▶ [Written tasks]
**1.** Print the passage of the theater review from "This 90-minute show, originally" up to and including "their native names.", word for word.
**2.** Proceed with the review of "Sheila's Day," continuing it from its final sentence.

— Start of Text —

HSC’s “Sheila’s Day” glorious musical history

WEST HARTFORD — A vibrant, informative, and ultimately uplifting civil rights history lesson set to music is in store for you at the Hartford Stage production of the glorious “Sheila’s Day” at Roberts Theatre on the Kingswood-Oxford School campus.
This 90-minute show, originally produced at the Crossroads Theatre Company in New Brunswick, New Jersey, bursts with life, love, rhythm, and song, with everything from blues to gospel to fabulous South African ululation and songs.
The Hartford Stage Company’s theater in Hartford is being remodeled with additional trap doors beneath the stage, new heating, ventilation, and air-conditioning systems, and probably most welcome of all, much needed expanded restrooms.
South African playwright and musician Mbongeni Ngema originally conceived “Sheila’s Day” to honor his mother, a South African domestic worker. In South Africa, maids are often referred to as “Sheilas” by their white employers, despite their native names.
The concept eventually evolved to include the United States civil rights movement and smoothly, interestingly balances the painful, often horrific parallel stories of mob hatred and violence against blacks in both countries.

— End of Text —
— Start of Recorded information —

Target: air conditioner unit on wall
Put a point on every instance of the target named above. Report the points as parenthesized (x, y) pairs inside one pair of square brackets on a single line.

— End of Recorded information —

▶ [Results for each task]
**1.**
This 90-minute show, originally produced at the Crossroads Theatre Company in New Brunswick, New Jersey, bursts with life, love, rhythm, and song, with everything from blues to gospel to fabulous South African ululation and songs.
The Hartford Stage Company’s theater in Hartford is being remodeled with additional trap doors beneath the stage, new heating, ventilation, and air-conditioning systems, and probably most welcome of all, much needed expanded restrooms.
South African playwright and musician Mbongeni Ngema originally conceived “Sheila’s Day” to honor his mother, a South African domestic worker. In South Africa, maids are often referred to as “Sheilas” by their white employers, despite their native names.

**2.**
Scenes such as the Freedom Rider bus that was bombed in 1961 in Alabama; the four black students who demanded to be served at a Woolworth’s lunch counter in Greensboro, North Carolina in 1960; and Rosa Parks refusal to give up her seat to whites on a Montgomery, Alabama bus in 1955 were intermingled with South African protests and other atrocities.
Perhaps less familiar to some, but informative, was the 1956 Pretoria, South Africa boycott where 20,000 women protested the extending of passes to African women. Also reenacted is the 1972 incident at Cape Town, Johannesburg where white authorities push activist and writer Mthuli Shezi in front of a moving train for defending Black women at the Germiston Station.
Often when actors play composite characters they become one dimensional, but that is not the case with this truly talented ensemble of 10 performers, lead by Ann Duquesnay as Ruby Lee and Thuli Dumakude as the South African Qedusizi.
Dumakude is also the show’s musical director.
Their harmonies are gorgeous, making the pain of their stories only slightly less overwhelming. Thankfully there are some comic-relief bits, such as when Ashley Bryant as Stephanie flirts with the southern wives’ husbands at night, and then shows up at church the following day, looking for forgiveness from those same wives.
There’s also some fun and light-hearted interaction with the audience — but don’t worry, no one gets pulled up onto the stage.
The show drags a bit in the beginning, but once the singers get warmed up, they hit their stride and fly.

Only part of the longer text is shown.